Each line of the data below from the one holding "[ ] one point per instance of the white wall" to the one holding "[ ] one point per instance of the tile floor", inclusive, is to be reproduced exactly; no other line belongs in the answer.

■ Extracted records
=-=-=

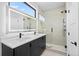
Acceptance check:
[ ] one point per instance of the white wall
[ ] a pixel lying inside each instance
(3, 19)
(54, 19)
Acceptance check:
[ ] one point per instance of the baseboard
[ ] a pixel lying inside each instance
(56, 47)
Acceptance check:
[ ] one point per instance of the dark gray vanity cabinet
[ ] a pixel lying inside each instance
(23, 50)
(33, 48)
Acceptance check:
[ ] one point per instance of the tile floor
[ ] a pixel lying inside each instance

=-=-=

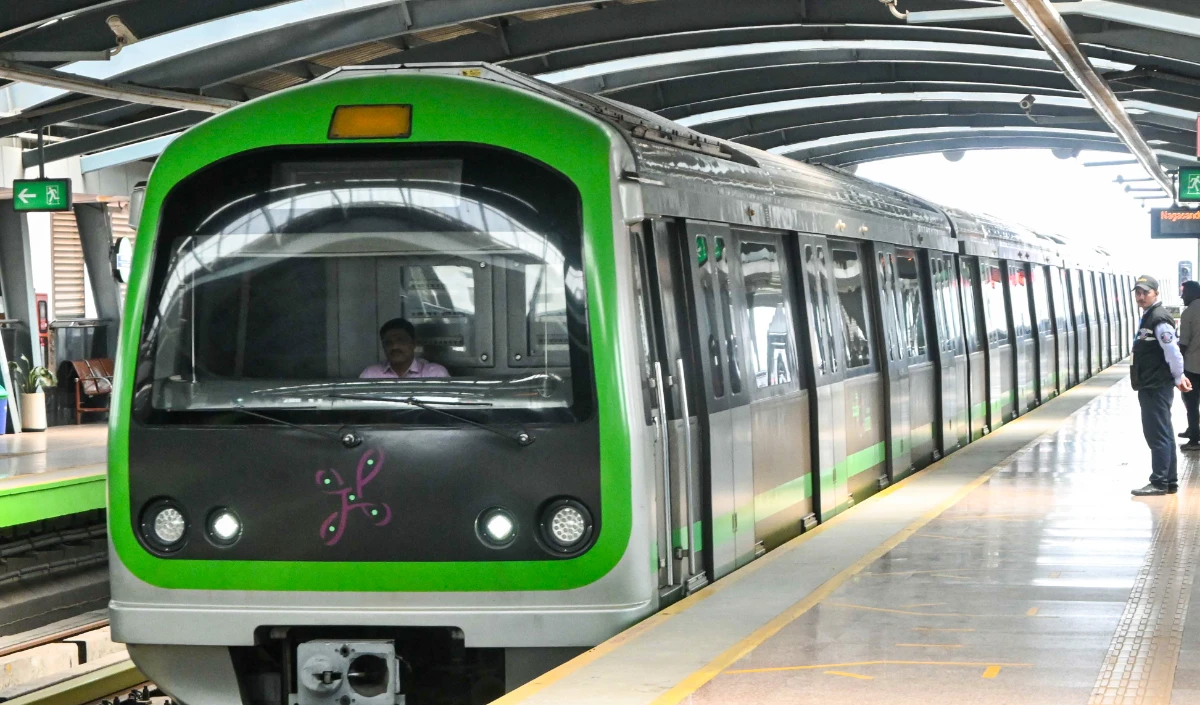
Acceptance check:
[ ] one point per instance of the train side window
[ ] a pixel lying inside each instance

=-=-=

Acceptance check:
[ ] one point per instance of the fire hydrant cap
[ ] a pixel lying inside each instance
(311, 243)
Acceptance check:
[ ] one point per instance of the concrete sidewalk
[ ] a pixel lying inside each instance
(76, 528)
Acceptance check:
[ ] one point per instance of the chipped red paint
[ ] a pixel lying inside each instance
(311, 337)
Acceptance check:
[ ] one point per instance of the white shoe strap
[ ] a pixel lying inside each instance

=-=-=

■ Task solution
[ ] one point per instance of the white wall
[ ] a pixel lying inside each instance
(3, 19)
(54, 19)
Acceptance check:
[ ] one point per instance of the baseboard
[ ] a pixel lying inside each instance
(56, 47)
Acceptance check:
[ ] one point per instance of the dark gray vanity cabinet
[ ] a pixel lying inside each instance
(23, 50)
(33, 48)
Acceptance check:
[ ] one point per instance of the tile floor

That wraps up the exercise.